▶ Documento de origem
Ainda que permeada por críticas sobre o sistema político, a questão dos trabalhadores explorados na construção dos estádios e a legislação draconiana contra a população LGBT, a Copa do Mundo do Catar virou palco para um formidável movimento com maior participação das mulheres em papéis de relevância no mais popular esporte do planeta.
A francesa Stéphanie Frappart entrou para a história como a primeira mulher a apitar um jogo de futebol masculino em um Campeonato Mundial na vitória da Alemanha por 4 a 2 sobre a Costa Rica. A partida contou com a brasileira Neusa Inês Back e a mexicana Karén Díaz como bandeirinhas, formando um trio de arbitragem 100% feminino pela primeira vez nos 92 anos de história das Copas do Mundo.
Mais que o simbolismo de três mulheres controlando com segurança os ânimos de 22 marmanjos que jogavam a vida de suas equipes para sobreviver na Copa, o apito na boca da francesa ilustra um movimento que inexoravelmente permeia toda a indústria global do esporte.
Não por acaso, a TV Globo escalou, pela primeira vez em sua história, uma comentarista. A jornalista Ana Thaís Matos integrou a equipe de transmissão da estreia do Brasil na Copa dividindo a cabine com Galvão Bueno na vitória por 2 a 0 sobre a Sérvia. A narradora Renata Silveira também quebrou um tabu na Copa do Catar, tornando-se a primeira mulher a narrar um jogo do Mundial na TV aberta.
São pioneiras quebrando as barreiras de gênero de um universo esportivo ainda majoritariamente masculino.
A prevalência histórica de homens em papéis-chave é um componente que o futebol compartilha com o esporte a motor. E, como nos gramados, há iniciativas, dia após dia, para mostrar que chegou a vez delas também nas pistas.
Implementado pela Federação Internacional de Automobilismo (FIA) em 2018 e 2019, o programa Girls on Track busca aumentar a participação feminina no esporte a motor. Garotas de todo o mundo participam de um processo seletivo e competem por bolsas de apoio ao desenvolvimento de suas carreiras, seja no kart ou em categorias iniciais de fórmula.

▶ Suas tarefas
• a. No texto sobre as mulheres na Copa do Catar, quem foi a primeira mulher a apitar um jogo de futebol masculino em um Mundial?
• b. Retome o texto sobre as mulheres na Copa do Catar a partir do ponto em que ele termina.

[Entradas de anotação de pontos em imagens]
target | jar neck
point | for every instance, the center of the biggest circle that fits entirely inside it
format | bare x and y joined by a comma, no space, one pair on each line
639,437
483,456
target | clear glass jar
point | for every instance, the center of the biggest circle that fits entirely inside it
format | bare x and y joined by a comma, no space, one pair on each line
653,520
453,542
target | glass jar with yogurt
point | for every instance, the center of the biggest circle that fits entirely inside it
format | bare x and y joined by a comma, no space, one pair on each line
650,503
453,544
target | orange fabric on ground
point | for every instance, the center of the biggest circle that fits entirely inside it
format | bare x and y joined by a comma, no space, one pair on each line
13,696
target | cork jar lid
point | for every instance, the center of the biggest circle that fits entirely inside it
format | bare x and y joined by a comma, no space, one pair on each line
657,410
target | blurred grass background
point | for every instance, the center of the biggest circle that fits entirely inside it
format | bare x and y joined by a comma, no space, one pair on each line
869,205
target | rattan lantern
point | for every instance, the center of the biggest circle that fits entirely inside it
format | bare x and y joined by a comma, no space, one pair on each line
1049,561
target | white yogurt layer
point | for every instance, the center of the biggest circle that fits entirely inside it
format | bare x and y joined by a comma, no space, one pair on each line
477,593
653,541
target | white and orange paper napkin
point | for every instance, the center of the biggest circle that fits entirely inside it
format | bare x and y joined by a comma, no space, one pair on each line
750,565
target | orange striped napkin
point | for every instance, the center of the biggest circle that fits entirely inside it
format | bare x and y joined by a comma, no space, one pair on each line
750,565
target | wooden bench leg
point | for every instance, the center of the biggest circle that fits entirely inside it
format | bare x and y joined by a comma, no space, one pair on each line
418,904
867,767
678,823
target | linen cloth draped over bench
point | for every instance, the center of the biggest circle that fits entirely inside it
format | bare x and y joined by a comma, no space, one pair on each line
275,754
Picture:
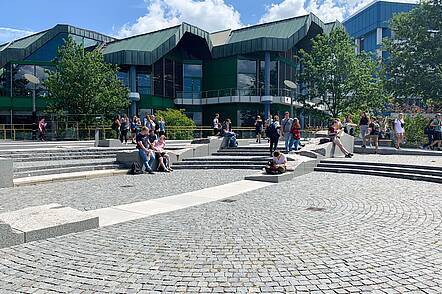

▶ Respostas por tarefa
• a. A francesa Stéphanie Frappart.

• b.
Na última quinta-feira (30), mais ou menos na mesma hora em que a francesa Frappart trilava o apito para o início de Costa Rica x Alemanha, a FIA anunciava a brasileira Aurelia Nobels como vencedora do Girls on Track em 2022.
Filha de pais belgas e nascida nos Estados Unidos, Aurelia, de 15 anos de idade, corre com a bandeira brasileira em seu capacete e é a única mulher no grid da primeira edição da F4 Brasil. Graças ao seu desempenho no Girls on Track nas duas fases da seletiva, em Paul Ricard e Fiorano, ela agora é integrante da Ferrari Driver Academy e competirá na Europa em 2023 com o status de membro do programa de desenvolvimento de talentos da mais icônica equipe do automobilismo mundial.
A conquista de uma vaga tão cobiçada é total mérito da piloto (ela diz preferir não ser chamada de “pilota”, pois não quer ser diferente dos seus concorrentes na pista). Aurelia prevaleceu após um rigoroso processo seletivo conduzido por quem mais entende de automobilismo no mundo. E venceu.
Mas, obviamente, como em toda história de sucesso, ela não chegou lá sozinha.
Assim como a TV Globo merece crédito por investir e acreditar nos talentos de Ana Thaís Matos e Renata Silveira, Aurelia Nobels teve a oportunidade de ir atrás de seu sonho no Girls on Track respaldada por patrocinadores como a Shell. Ainda no kart, ela competiu com a icônica concha amarela quando tinha apenas 12 anos de idade. E, neste ano, a Shell voltou a apoiar sua jornada na F4 Brasil.
Agora, a marca pode celebrar sua representante no seletíssimo time de desenvolvimentos de talentos da Scuderia Ferrari.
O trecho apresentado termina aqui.